Now this team has steamrolled through its first four tournament wins. The Huskies trailed all of 47 seconds at the East Regional last weekend. They’ve allowed 35.4 percent shooting in the tournament, turning the nation’s top offense from Gonzaga into a 54-point water pistol, 33 points under the Zags’ average. They have had 82 assists on their 120 field goals and outscored four tournament opponents 123-54 just from the 3-point line.

Coach Dan Hurley traced some of the conference woes to Big East teams just knowing each other so well. “Sometimes when people are seeing us for the first time it’s overwhelming,” Hurley said.

Or take Florida Atlantic.

If the Owls have been continually overlooked, it’s due to pedigree and not performance. Pretty hard to ignore a 35-3 record. And yet they continue to be driven by the fire of being taken lightly nationally.

“I expect the prognosticators to pick us fifth in the Final Four,” coach Dusty May said.

There is more than magic to Florida Atlantic, of course. The Owls have spent the past two weeks coming up with big plays, one after another. Let one of the victims explain how.

“When you draw up plays with X’s and O’s, on some teams, all the O’s don’t have to be guarded so you can put your X’s in the right spot to make it hard for the team to score on offense,” Kansas State coach Jerome Tang said. “Every one of their O’s can score the ball and that’s what makes them hard to guard.”

Take San Diego State.

The Aztecs almost always have a good record but have not been large on the March radar screen, mostly because they never have lasted very long. How to explain them doing this now?

“Pretty good defense to begin with,” Dutcher said.

Indeed, the Aztecs have made shooting a maddening and frustrating ordeal for the opponents, especially from the outside. Creighton expired with 2-for-17 shooting from behind the 3-point arc, including 0-for-10 the second half. Two nights before it was Alabama going 3-for-27. 

Still, San Diego State needed one critical whistle to clinch advancement, Ryan Nembhard bumping Trammell as he drove the lane in the final seconds of a 56-56 tie. The foul depended upon perspective. There was certainly contact. But there had been a lot of that all day, and up to that moment the two teams had shot only 15 free throws.

Trammell: “I think I got fouled but that’s up to the refs to decide.”

Nembhard: “I tried to make a rearview contest. Called a foul. So yeah, it’s a tough feeling.”

Trammell missed the first free throw to increase the tension. That included for the folks up in the stands, where Diema Adams-Parham and Lester Parham — his mother and step-father — were anxiously watching.

“I’ve been doing this for 22 years and it never gets any easier,” she would say later. But that moment after the first miss? “The hardest. It was the most pivotal moment of his career.”

Lester bit on the towel he was holding before the second attempt.

At the line, Trammell had his own thoughts, which he mentioned later: “That the moment was not too big for me.”

He made the second.

“When you play defense like that,” Lester Parham said later, “all you need is one.”

» **What this task involves**: Can you reproduce the Final Four article word for word, starting at "If the Owls" and ending at "victims explain how."?

» **Recorded information**:

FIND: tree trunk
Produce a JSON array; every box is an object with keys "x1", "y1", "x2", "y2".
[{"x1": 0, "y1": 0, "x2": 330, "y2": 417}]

» **Answer**:
If the Owls have been continually overlooked, it’s due to pedigree and not performance. Pretty hard to ignore a 35-3 record. And yet they continue to be driven by the fire of being taken lightly nationally.

“I expect the prognosticators to pick us fifth in the Final Four,” coach Dusty May said.

There is more than magic to Florida Atlantic, of course. The Owls have spent the past two weeks coming up with big plays, one after another. Let one of the victims explain how.